== What to work on ==
Return the listing below word for word, with every line as it appears.

== Dataset records ==

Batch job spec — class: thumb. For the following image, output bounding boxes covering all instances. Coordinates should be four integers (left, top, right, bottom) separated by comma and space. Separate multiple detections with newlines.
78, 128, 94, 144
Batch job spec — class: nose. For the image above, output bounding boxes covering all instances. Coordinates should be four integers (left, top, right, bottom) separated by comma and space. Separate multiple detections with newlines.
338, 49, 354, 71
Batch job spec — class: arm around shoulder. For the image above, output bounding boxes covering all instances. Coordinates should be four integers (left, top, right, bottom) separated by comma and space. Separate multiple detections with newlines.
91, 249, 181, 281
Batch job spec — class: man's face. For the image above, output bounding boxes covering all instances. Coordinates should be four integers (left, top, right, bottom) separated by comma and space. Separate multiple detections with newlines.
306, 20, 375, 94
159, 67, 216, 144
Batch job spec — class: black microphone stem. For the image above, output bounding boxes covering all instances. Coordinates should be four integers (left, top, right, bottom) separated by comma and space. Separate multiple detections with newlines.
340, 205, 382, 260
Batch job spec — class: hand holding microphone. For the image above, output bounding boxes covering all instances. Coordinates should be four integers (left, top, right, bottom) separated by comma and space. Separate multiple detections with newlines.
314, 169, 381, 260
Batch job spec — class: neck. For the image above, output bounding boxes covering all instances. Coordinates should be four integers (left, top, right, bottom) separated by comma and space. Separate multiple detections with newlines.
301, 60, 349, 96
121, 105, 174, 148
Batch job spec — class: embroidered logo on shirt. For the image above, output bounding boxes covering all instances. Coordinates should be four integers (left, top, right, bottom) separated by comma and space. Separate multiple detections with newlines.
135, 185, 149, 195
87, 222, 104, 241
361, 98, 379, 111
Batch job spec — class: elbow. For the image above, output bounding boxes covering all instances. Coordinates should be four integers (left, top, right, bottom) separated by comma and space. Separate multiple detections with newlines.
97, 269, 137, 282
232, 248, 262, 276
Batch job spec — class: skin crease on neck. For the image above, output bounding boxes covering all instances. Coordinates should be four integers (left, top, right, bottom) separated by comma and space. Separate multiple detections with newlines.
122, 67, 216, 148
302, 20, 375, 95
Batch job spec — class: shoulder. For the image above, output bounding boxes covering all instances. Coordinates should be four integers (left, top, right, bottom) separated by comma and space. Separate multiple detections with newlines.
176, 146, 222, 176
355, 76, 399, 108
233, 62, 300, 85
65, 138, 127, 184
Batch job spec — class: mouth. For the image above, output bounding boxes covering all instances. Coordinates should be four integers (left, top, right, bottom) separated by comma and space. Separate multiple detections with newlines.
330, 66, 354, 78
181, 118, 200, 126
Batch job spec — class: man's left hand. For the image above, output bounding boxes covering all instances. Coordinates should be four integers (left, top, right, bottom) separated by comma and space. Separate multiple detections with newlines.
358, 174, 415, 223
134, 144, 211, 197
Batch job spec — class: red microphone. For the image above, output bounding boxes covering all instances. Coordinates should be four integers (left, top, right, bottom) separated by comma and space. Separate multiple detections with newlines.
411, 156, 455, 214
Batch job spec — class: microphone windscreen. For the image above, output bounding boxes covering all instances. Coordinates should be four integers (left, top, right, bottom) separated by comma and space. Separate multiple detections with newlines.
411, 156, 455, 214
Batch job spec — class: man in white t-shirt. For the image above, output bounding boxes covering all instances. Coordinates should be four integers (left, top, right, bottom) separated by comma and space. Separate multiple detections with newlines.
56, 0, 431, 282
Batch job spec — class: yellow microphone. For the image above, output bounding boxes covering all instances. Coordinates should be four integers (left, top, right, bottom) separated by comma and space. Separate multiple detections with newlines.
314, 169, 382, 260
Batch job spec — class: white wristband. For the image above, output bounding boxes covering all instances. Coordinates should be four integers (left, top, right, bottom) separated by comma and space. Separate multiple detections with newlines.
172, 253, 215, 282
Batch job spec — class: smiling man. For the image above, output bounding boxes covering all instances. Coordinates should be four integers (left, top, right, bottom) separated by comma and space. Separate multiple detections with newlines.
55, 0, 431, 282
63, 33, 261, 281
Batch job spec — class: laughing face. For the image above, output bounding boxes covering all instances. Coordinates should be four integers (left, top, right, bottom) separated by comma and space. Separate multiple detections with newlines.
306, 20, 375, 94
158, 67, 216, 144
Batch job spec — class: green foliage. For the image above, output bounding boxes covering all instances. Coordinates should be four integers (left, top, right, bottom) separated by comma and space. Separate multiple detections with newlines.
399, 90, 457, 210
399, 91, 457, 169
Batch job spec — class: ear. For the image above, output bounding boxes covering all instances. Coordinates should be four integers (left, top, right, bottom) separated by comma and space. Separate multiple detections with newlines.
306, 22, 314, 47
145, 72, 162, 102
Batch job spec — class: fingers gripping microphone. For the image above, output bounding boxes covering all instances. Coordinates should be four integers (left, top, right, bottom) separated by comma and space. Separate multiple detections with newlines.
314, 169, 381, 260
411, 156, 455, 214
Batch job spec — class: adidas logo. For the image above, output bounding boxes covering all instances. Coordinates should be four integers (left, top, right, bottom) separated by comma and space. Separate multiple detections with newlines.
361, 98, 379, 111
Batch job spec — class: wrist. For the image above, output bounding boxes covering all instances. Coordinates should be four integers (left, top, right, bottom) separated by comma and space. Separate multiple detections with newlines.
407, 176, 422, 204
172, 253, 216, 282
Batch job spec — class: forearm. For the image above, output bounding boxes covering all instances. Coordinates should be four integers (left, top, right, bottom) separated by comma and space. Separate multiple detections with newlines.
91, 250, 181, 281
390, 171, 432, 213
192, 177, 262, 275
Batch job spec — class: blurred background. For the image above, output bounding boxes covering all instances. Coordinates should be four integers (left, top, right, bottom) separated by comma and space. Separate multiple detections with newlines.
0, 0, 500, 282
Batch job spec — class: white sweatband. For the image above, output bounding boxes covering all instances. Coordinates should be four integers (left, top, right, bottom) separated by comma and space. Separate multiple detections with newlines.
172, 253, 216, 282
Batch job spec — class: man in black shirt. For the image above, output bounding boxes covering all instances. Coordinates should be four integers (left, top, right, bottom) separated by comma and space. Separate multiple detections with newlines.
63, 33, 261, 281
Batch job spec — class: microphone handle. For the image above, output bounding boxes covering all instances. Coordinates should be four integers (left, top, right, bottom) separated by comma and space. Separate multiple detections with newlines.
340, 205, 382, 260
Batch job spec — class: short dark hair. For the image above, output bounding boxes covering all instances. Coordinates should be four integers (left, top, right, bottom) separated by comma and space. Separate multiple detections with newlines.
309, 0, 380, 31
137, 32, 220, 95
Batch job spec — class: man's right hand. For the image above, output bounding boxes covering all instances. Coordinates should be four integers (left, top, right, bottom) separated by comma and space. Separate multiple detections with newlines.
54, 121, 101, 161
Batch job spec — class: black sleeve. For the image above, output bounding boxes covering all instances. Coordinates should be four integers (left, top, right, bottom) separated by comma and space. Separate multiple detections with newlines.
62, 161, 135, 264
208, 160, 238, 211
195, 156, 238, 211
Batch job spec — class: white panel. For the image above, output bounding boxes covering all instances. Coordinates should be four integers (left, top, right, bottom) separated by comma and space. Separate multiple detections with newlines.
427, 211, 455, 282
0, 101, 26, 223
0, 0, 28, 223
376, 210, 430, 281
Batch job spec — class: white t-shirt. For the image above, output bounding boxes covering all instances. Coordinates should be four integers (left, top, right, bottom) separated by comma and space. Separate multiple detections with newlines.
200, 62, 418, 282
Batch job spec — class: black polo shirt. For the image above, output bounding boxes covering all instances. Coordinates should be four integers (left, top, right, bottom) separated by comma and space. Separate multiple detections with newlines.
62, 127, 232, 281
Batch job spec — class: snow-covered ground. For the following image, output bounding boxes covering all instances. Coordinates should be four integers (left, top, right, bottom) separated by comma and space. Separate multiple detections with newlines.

== Task output ==
Batch job spec — class: thumb. For the following image, output bounding boxes covering all instances. Coordinates should be four integers (left, top, right, bottom) separated by comma and space. Separate multiple detections with newlines.
78, 128, 94, 144
Batch job spec — class: nose. For the image above, output bounding boxes covering all instances. Coordinates should be four integers (left, top, right, bottom) separated by comma and space. Separate multiple detections with newlines.
338, 49, 354, 71
Batch job spec — class: arm around shoulder. For the image above, output bounding boxes covering all instances. Coordinates should be four integers (left, top, right, bottom) separated by comma and space. Separate multiple detections with newlines.
91, 249, 181, 281
Batch job spec — class: man's face. For the image above, output bounding boxes covering all instances. Coordinates should be four integers (left, top, right, bottom) separated by comma and space. Separate multiple detections with newlines.
306, 20, 375, 94
159, 67, 216, 144
Batch job spec — class: black microphone stem. For the image above, output bounding boxes covering all instances. Coordinates should be four integers (left, top, right, bottom) separated by comma and space. Separate multiple detections with newlines.
340, 205, 382, 260
Batch job spec — class: hand holding microphone. For the image above, output bounding boxes covering all instances. Coordinates should be four integers (left, top, right, bottom) separated by comma and space. Separate multiple detections with newlines.
314, 169, 381, 260
Batch job spec — class: neck. For the image above, output bounding boxes covering all instances. Coordinates should be four integers (left, top, right, bottom) separated by comma and space. Separate multiple detections with newlines.
301, 60, 349, 96
121, 105, 174, 148
Batch job spec — class: embroidered logo on shirt. For the image above, output bounding boxes covering all instances. Coordinates should be four integers (left, top, right, bottom) separated by comma and space. Separate multiple detections with newlines.
135, 185, 149, 195
87, 222, 104, 241
361, 98, 379, 111
Batch job spec — class: elbow. For the image above, output bounding boxes covering all instances. Coordinates should be four integers (left, top, right, bottom) separated by comma and space. Separate multiple detections with newlines.
97, 269, 137, 282
232, 248, 262, 276
Batch job spec — class: skin crease on neck. For the image above, output bounding boxes covering all instances. Coordinates should be four integers (left, top, right, bottom) separated by comma and space. Separate multiple detections with newlines.
122, 67, 216, 148
302, 20, 375, 95
Batch job spec — class: shoulder. For the image above, output bounding boxes covering all instances. Coordinates should be four integers (left, top, right, bottom) separated by comma and space. Separate multiple detections with newlines.
176, 146, 222, 176
355, 76, 399, 108
233, 62, 300, 85
65, 138, 127, 184
Batch job spec — class: mouth. For the image above, output bounding boxes covering all instances. Coordinates should be four integers (left, top, right, bottom) separated by comma and space. Separate multiple detections with newlines.
330, 66, 354, 78
181, 118, 200, 126
Batch job spec — class: man's left hand. For the image above, output bounding boxes covering all instances. Coordinates should be four integers (left, top, right, bottom) separated by comma and space. Separate multiple detections with newlines.
358, 174, 415, 223
134, 144, 211, 197
Batch job spec — class: red microphone. For the image above, output bounding boxes covering all instances. Coordinates should be four integers (left, top, right, bottom) separated by comma and space. Separate multiple detections with newlines.
411, 156, 455, 214
Batch job spec — class: microphone windscreen. For the image above, output bounding boxes covering all instances. Coordinates should be four integers (left, top, right, bottom) separated by comma and space. Separate multiple detections with newlines.
411, 156, 455, 214
Batch job spec — class: man in white t-shirt. For the image above, output bounding boxes covering all instances. Coordinates should be four integers (left, top, right, bottom) separated by comma and space. Separate multiple detections with newlines.
56, 0, 431, 282
Batch job spec — class: yellow microphone. For the image above, output bounding boxes covering all instances. Coordinates should be four integers (left, top, right, bottom) separated by comma and space. Separate multiple detections with newlines.
314, 169, 382, 260
Batch job spec — class: white wristband. For the image above, output bounding boxes covering all instances. Coordinates should be four integers (left, top, right, bottom) separated by comma and space. Separate multiple detections with newlines.
172, 253, 215, 282
Batch job spec — class: smiling man. For the image above, output bounding boxes covering all instances. Coordinates should be four integers (left, top, right, bottom) separated by comma and space. Separate multiple detections with newlines.
55, 0, 431, 282
63, 33, 261, 281
Batch job spec — class: laughing face. For the image above, output bounding boxes covering all instances. Coordinates should be four integers (left, top, right, bottom) separated by comma and space. Separate multiple detections with newlines.
306, 20, 375, 94
158, 67, 216, 144
Batch job spec — class: green foliage. For the image above, output bounding boxes covering all instances. Coordinates should be four integers (left, top, right, bottom) separated by comma and space. Separate multiple detections with newlines.
399, 90, 457, 210
399, 91, 457, 169
Batch job spec — class: ear. For the image above, output bounding boxes covering all instances. Coordinates should be four integers (left, top, right, bottom) separated by comma and space. Separate multiple detections with newlines.
306, 22, 314, 47
145, 72, 162, 102
Batch job spec — class: fingers gripping microphone. For the image above, output bounding boxes covering all instances. Coordinates should be four integers (left, top, right, bottom) separated by comma and space. Separate multiple detections with newlines.
314, 169, 381, 260
411, 156, 455, 214
Batch job spec — class: adidas logo. For the image above, output bounding boxes covering all instances. Coordinates should be four integers (left, top, right, bottom) separated by comma and space. Separate multiple detections with newlines.
361, 98, 379, 111
Batch job spec — class: wrist. For the image above, output bounding boxes covering all instances. Coordinates should be four integers (left, top, right, bottom) separated by comma and space. Separate multiple detections with newlines.
407, 176, 422, 204
172, 253, 216, 282
Batch job spec — class: forearm. For the image above, output bounding boxes covering all instances. Coordinates should be four integers (left, top, right, bottom) separated by comma and space. Separate multiple detections with newlines.
91, 250, 181, 281
390, 171, 432, 213
192, 177, 262, 275
Batch job spec — class: blurred background. For the image above, output bounding boxes covering all instances. Coordinates should be four integers (left, top, right, bottom) separated by comma and space. Separate multiple detections with newlines.
0, 0, 500, 282
Batch job spec — class: white sweatband. For the image above, output bounding boxes covering all instances. Coordinates should be four integers (left, top, right, bottom) separated by comma and space. Separate multiple detections with newlines.
172, 253, 216, 282
Batch job spec — class: man in black shirt. For the image above, output bounding boxes covering all instances. Coordinates should be four integers (left, top, right, bottom) separated by comma and space. Separate multiple detections with newlines.
63, 33, 261, 281
Batch job spec — class: microphone handle. For the image above, output bounding boxes covering all instances. Coordinates should be four integers (left, top, right, bottom) separated by comma and space. Separate multiple detections with newlines.
340, 205, 382, 260
Batch job spec — class: short dark hair. For the image above, output bounding boxes covering all instances. Coordinates should be four integers (left, top, right, bottom) separated by comma and space. Separate multiple detections with newlines.
309, 0, 380, 31
137, 32, 220, 95
Batch job spec — class: man's right hand. For the image above, output bounding boxes covering all instances. Coordinates should be four integers (left, top, right, bottom) separated by comma and space. Separate multiple detections with newlines.
54, 121, 101, 161
Batch job spec — class: black sleeve. For the image above, output bounding boxes covering all instances. Coordinates should be four integers (left, top, right, bottom) separated by comma and space. Separate multiple detections with newlines.
62, 161, 135, 264
208, 160, 238, 211
195, 156, 238, 211
Batch job spec — class: white panel. For the image above, output bounding boxes covering all instances. Coordinates should be four integers (left, top, right, bottom) separated by comma and space. Separate multiple detections with newlines.
427, 211, 455, 282
0, 101, 26, 223
0, 0, 28, 223
376, 210, 430, 281
Batch job spec — class: white t-shirt. For the image above, output bounding boxes covering all instances. Coordinates should be four integers (left, top, right, bottom) separated by comma and space. Separate multiple detections with newlines.
200, 62, 418, 282
Batch job spec — class: black polo shirt. For the image above, output bounding boxes covering all instances. Coordinates should be four integers (left, top, right, bottom) separated by comma and space. Separate multiple detections with newlines.
62, 127, 232, 281
Batch job spec — class: snow-covered ground. For the following image, output bounding boxes covering all instances. Coordinates should be four integers (left, top, right, bottom) separated by comma and space. Separate multiple detections with newlines.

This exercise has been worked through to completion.